▸ Exercise objective: Going down the data below, set down exactly the line with "Target: flush mount ceiling light" and each line after it through the line with "Target: window"; no other lines.

▸ Exercise materials:
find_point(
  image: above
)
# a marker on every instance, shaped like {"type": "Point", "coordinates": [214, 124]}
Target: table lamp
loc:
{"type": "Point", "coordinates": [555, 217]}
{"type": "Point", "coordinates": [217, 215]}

--

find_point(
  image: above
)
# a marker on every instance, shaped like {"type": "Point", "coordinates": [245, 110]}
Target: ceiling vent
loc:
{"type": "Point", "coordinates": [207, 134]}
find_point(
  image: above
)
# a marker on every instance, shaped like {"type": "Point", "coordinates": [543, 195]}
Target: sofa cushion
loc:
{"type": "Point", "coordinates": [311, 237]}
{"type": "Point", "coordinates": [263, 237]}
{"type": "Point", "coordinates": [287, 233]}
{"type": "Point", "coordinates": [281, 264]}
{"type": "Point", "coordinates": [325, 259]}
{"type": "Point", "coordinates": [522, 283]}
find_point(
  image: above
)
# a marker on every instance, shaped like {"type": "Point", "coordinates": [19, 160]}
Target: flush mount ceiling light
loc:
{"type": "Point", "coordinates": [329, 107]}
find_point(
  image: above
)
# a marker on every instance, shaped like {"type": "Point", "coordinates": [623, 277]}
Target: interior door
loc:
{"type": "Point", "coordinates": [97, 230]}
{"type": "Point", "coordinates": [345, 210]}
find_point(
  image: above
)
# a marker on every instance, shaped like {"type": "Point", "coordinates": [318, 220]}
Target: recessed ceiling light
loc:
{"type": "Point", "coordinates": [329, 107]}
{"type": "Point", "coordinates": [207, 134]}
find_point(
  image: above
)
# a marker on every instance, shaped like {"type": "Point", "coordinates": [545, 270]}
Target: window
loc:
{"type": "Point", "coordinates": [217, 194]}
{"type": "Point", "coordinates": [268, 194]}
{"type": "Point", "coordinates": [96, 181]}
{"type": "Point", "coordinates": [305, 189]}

...

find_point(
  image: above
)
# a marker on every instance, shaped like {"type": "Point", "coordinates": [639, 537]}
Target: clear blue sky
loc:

▸ Exercise response:
Target: flush mount ceiling light
loc:
{"type": "Point", "coordinates": [329, 107]}
find_point(
  image: above
)
# a marker on every instance, shaped like {"type": "Point", "coordinates": [623, 277]}
Target: interior door
loc:
{"type": "Point", "coordinates": [97, 230]}
{"type": "Point", "coordinates": [345, 210]}
find_point(
  image: above
)
# a marker on every instance, shaped like {"type": "Point", "coordinates": [318, 220]}
Target: recessed ceiling light
loc:
{"type": "Point", "coordinates": [329, 107]}
{"type": "Point", "coordinates": [207, 134]}
find_point(
  image: above
)
# a marker on every instance, shaped like {"type": "Point", "coordinates": [545, 270]}
Target: window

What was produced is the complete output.